═══ Passage shown
As fate would have it, not only did I have Mr. Conrad for my Home Room teacher that first year, but he was also my French teacher for all of my three years at that school. It made no difference. He would never anoint me as one of the cool. He probably figured out who I was before anyone else did, possibly as soon as that very first day.
The only other French teacher in the school was Mr. Frechette (pronounced: “Freshette”). At first — before my attempts at becoming cool fell apart — I felt lucky that I didn’t have him as my French teacher. I had no way of knowing if Mr. Frechette was a good teacher, or even a kind teacher. My only piece of information was the ubiquitous nickname the kids gave him:
“Mr. Fried-Shit”
It didn’t matter whether or not the nickname was earned. Fact is, he may have been a good teacher and he may have been a kind teacher, but he definitely wasn’t a cool teacher. In the minds of cool teenage kids, you’re either Mr. Cool or Mr. Fried-Shit — no in between.
Over those three years of Junior High I watched events flow by as if an anthropologist in my own life. Looking, listening, learning, but never really a part of what I was seeing. I studied — with equal parts disdain and curiosity — the widening gap between Mr. Cool, surrounded by his cool students, and people like me: The Invisibles.
By then I knew to stay away from social events like sporting meets and dances. I hovered on the outskirts of these events, the space between me and other Invisibles forming vast gulfs.
I recall one particular Spring Dance that I resolutely stayed away from. I was in the hallway, ready to leave school, when I heard muffled music open up and drip out through the halls. The doors to the “canteen” gymnasium swung open. To my horror, pools of kids spilled out past me, twirling and snapping their fingers low to the ground while Tom Cochrane’s “Life is a Highway” echoed outwards through the halls. Trailing behind them was none other than Mr. Cool himself, joining in their merriment making stupid gestures and snapping his fingers as if he was one of them.
══════
> [Your task]: Resume the junior high memoir about Mr. Conrad, picking up right after its last sentence. The listing that comes next has nothing to do with the junior high memoir.
═══ Input data
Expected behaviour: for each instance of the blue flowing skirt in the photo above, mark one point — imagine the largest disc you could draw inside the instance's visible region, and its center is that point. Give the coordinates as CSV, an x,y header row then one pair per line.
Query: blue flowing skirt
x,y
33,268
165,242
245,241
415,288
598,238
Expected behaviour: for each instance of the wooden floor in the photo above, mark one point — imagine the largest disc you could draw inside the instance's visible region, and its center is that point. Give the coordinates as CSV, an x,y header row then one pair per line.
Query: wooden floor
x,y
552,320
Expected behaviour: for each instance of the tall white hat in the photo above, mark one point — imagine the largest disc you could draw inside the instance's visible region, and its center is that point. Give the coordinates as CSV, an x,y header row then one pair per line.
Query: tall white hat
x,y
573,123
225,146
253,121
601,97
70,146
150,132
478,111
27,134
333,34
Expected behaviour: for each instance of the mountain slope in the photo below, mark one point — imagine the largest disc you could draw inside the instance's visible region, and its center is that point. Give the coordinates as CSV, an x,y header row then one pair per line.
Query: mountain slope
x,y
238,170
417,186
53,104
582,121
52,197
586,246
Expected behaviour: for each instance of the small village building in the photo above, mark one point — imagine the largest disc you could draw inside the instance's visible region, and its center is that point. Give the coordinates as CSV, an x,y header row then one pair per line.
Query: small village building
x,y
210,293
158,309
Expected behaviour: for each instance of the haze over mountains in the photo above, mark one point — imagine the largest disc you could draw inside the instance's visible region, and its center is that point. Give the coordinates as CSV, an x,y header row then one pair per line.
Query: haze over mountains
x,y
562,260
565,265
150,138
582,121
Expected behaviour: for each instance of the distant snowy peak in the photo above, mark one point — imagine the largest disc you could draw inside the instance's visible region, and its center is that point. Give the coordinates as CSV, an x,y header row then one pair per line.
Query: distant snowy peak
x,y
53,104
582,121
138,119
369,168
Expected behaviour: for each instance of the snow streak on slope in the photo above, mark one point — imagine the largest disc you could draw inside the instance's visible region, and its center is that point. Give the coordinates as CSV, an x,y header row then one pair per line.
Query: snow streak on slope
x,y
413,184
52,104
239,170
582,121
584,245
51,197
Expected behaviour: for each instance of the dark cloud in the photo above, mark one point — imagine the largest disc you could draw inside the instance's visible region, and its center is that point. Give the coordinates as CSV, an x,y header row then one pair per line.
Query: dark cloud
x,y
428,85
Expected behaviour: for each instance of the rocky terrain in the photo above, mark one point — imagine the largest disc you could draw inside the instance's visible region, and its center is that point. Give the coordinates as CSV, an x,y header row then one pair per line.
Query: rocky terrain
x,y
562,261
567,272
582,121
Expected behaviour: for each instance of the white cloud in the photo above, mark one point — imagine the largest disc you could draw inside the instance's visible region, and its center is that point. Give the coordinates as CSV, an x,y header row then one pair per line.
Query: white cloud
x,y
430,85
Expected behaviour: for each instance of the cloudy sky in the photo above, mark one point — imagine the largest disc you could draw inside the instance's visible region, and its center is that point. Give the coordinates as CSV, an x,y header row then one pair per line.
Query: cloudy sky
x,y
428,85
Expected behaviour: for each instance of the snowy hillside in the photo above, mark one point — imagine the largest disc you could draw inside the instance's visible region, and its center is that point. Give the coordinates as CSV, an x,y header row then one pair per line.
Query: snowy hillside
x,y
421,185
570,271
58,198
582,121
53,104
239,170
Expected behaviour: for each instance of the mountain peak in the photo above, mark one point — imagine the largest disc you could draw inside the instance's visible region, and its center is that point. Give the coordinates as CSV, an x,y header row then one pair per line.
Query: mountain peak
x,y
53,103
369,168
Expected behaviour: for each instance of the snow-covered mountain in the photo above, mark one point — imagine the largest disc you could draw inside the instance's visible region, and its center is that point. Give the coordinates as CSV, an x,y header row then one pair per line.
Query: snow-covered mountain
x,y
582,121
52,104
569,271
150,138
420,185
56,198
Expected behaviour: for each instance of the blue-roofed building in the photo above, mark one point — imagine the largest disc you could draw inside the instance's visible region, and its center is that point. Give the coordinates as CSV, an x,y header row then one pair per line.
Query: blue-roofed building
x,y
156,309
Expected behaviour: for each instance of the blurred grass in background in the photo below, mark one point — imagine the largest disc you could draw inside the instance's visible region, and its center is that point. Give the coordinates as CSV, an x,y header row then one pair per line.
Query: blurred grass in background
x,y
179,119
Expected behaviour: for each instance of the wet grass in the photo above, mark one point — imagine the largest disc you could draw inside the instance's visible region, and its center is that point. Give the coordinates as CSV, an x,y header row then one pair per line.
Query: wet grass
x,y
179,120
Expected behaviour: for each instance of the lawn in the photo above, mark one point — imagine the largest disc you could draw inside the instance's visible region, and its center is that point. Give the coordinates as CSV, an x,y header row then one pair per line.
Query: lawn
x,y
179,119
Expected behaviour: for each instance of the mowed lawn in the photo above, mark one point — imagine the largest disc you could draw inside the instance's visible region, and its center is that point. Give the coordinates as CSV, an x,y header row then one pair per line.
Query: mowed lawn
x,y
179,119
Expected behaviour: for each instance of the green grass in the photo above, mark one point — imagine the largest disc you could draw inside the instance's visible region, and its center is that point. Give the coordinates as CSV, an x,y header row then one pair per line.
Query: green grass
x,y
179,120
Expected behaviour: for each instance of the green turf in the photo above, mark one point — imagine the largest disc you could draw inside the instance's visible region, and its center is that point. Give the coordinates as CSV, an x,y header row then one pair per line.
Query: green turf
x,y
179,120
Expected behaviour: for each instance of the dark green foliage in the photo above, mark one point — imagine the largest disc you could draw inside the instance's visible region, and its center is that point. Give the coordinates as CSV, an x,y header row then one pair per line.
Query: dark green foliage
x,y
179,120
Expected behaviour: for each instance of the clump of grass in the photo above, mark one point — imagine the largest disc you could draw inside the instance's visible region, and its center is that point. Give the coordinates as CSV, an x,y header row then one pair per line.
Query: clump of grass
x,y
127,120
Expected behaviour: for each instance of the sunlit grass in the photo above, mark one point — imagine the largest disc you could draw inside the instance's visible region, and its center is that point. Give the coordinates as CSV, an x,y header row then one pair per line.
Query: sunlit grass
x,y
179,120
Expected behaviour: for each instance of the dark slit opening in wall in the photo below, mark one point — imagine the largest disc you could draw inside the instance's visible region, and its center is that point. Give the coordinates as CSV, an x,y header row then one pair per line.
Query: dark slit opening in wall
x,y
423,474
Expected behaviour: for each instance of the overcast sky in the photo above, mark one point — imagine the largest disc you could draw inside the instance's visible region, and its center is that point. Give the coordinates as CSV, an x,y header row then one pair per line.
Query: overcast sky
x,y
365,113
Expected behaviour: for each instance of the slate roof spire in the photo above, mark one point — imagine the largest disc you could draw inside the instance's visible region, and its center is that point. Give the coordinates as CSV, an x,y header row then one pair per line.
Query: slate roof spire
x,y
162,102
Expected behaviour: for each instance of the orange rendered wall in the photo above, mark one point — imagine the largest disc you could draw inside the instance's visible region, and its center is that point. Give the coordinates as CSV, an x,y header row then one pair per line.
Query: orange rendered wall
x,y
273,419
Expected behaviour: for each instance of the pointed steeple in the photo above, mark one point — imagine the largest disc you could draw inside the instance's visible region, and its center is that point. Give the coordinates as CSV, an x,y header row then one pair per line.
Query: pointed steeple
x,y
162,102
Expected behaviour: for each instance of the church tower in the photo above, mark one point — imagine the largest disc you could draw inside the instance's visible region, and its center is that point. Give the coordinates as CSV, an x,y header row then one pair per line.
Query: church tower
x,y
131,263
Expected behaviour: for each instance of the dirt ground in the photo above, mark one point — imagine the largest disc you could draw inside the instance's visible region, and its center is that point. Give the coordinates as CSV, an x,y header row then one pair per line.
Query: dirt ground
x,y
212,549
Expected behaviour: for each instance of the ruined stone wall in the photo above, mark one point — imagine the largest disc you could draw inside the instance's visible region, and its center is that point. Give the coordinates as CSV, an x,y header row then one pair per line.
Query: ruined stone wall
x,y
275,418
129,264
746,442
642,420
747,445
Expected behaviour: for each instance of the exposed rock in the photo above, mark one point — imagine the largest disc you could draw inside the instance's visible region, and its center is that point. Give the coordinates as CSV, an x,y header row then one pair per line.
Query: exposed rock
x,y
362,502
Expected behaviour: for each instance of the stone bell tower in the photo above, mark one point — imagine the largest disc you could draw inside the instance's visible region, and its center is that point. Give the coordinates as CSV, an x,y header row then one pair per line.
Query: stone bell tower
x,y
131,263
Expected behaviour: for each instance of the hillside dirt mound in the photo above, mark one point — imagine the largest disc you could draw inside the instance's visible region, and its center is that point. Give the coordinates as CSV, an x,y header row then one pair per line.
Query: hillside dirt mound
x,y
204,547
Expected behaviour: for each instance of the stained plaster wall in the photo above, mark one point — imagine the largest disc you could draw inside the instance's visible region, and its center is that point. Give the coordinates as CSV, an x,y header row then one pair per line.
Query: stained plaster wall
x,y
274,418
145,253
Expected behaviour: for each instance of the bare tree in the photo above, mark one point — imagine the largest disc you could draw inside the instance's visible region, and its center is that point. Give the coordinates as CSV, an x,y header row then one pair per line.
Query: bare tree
══════
> [Result of the exercise]:
“Idiots” I thought.
I didn’t think of that term entirely in the pejorative sense. In a way I admired their complete lack of self awareness. But hearing that song being played just amplified the ridiculousness of the entire situation. If you want to know how it felt in that moment, picture a crappy moment in your life and then picture it happening while “Life is a Highway” blares over a nearby sound system.
You want to laugh and cry at the foolishness of it all.
— — —
Years later — freshly removed from high school life and memories of Mr. Conrad falling away like Autumn leaves — I saw a picture of his face inset against a mention of him in the l0cal newspaper. The article was about none other than Mr. Cool himself.
I expected the headline to read something like “Cool Teacher Saves the Day” or “Teacher Charms All at Best Smile Competition.”
Instead, the headline read in large, bold print atop the page:
“Local Teacher Charged with Molestation of Former Students.”
The article didn’t include names, but it did note the ages of his alleged victims, at least 7 in total. From this bit of information I could tell that several of those girls must of been my fellow classmates throughout those three years of French class. I closed my eyes, hoping to remember, but couldn’t imagine their faces.
I realized that all of those cool kids — kids like my brother, and those I drifted past in my time in that school — had all fallen under his spell of cool, all the while just being used.
I never found out much of what happened to Mr. Conrad. I did a bit of research and all I could find pertaining to him was an official document from the B.C. Teacher’s Regulation website. It noted the termination of his teaching certificate on June 15, 2001 citing “professional misconduct.”
I always wondered if he ended up in jail, and if so whether or not he had a difficult time beguiling the other inmates with that ever-charming smile of his. If so, I’m certain it wasn’t for a lack of trying.